_PROVIDED PASSAGE_

***

Step 1. Open Snowflake and go to Workspaces#
Log in to your Snowflake account. In the left sidebar, click Projects, then click Workspaces.
You will see the Welcome to Workspaces page with options to create SQL files, Notebooks, and dbt Projects.
Step 2. Create a new Notebook#
In the left panel, click + Add new. A dropdown menu will appear. Click Notebook.
A new empty notebook will open. You can rename it by clicking the title at the
top (for example, RFM_DEMO.ipynb).
Step 3. Connect your Notebook#
Before you can run any code, you need to connect the notebook to a compute resource. Click the Connect button at the top of the notebook. A dialog called Connect your notebook will appear.

***

[Point annotation records]
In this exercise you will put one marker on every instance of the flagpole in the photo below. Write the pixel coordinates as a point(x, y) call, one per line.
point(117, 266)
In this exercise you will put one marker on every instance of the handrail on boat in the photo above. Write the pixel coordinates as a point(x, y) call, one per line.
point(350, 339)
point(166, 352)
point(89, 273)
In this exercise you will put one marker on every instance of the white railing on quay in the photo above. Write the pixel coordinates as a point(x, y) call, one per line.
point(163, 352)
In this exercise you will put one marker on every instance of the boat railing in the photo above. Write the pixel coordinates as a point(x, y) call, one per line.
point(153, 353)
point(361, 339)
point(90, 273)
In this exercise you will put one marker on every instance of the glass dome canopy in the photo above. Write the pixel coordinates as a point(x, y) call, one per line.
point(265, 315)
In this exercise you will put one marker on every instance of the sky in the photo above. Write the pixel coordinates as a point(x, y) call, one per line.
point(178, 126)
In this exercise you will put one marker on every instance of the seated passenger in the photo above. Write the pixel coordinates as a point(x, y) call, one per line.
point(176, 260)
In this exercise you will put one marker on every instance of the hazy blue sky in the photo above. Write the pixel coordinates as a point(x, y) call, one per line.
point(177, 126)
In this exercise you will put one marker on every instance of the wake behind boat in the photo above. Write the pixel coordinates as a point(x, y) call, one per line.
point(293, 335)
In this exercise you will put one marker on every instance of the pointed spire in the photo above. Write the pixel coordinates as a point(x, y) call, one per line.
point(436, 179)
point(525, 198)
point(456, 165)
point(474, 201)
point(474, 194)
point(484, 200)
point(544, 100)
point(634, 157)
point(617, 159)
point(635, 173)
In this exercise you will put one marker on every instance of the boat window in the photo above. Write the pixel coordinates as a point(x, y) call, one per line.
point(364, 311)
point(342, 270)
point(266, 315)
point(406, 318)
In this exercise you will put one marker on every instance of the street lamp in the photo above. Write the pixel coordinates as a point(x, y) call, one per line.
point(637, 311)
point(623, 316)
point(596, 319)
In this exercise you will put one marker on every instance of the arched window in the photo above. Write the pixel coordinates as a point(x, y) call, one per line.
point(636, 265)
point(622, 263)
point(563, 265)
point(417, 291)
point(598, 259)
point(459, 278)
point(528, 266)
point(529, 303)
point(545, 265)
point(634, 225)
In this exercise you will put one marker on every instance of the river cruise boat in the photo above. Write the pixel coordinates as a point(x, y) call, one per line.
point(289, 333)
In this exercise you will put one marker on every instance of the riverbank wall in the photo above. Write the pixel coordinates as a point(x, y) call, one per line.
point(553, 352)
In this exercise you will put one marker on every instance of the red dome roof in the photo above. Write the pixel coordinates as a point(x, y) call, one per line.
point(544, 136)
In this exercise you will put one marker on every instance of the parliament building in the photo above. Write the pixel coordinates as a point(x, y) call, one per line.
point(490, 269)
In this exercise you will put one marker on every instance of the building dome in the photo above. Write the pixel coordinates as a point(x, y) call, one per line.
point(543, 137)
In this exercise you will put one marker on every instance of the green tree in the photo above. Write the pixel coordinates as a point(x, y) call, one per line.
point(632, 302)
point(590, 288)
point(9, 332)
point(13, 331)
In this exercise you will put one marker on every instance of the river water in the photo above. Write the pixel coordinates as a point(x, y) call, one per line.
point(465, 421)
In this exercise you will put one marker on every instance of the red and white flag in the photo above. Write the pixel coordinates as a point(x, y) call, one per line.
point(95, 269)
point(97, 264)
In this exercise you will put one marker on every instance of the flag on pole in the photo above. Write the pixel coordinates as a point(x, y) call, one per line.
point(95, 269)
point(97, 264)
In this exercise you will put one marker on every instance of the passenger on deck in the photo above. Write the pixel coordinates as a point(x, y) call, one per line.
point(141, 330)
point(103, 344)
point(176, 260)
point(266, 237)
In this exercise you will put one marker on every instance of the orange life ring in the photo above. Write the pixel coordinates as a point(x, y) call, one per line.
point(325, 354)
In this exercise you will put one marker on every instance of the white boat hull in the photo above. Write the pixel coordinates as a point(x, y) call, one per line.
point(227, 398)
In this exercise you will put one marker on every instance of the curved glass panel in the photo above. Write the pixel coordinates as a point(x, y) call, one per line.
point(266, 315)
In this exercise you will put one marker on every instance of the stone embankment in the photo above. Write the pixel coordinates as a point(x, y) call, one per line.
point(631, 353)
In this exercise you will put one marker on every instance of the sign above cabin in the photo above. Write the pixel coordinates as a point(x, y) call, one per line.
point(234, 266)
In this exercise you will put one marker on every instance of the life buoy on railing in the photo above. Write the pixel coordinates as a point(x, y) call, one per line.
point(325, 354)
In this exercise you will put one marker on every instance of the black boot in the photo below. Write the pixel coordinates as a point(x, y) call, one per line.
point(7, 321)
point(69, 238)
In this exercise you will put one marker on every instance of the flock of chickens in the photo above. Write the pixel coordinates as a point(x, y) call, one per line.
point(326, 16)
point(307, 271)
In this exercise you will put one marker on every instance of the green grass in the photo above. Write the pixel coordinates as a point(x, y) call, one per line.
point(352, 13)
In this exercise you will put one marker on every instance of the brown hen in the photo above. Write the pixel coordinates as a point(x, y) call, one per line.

***

_EXERCISE SET_
1 - Condense the paragraph in the Snowflake notebook steps that begins "Before you can run any code" into a shorter version that keeps its main facts.
2 - Print the part of the Snowflake notebook steps starting with "You will see" and going on through "appear. Click Notebook.".

_TASK SOLUTIONS_
1 - To run code, the notebook must first be connected to a compute resource. Clicking the Connect button at the top of the notebook opens a dialog called Connect your notebook.

2 -
You will see the Welcome to Workspaces page with options to create SQL files, Notebooks, and dbt Projects.
Step 2. Create a new Notebook#
In the left panel, click + Add new. A dropdown menu will appear. Click Notebook.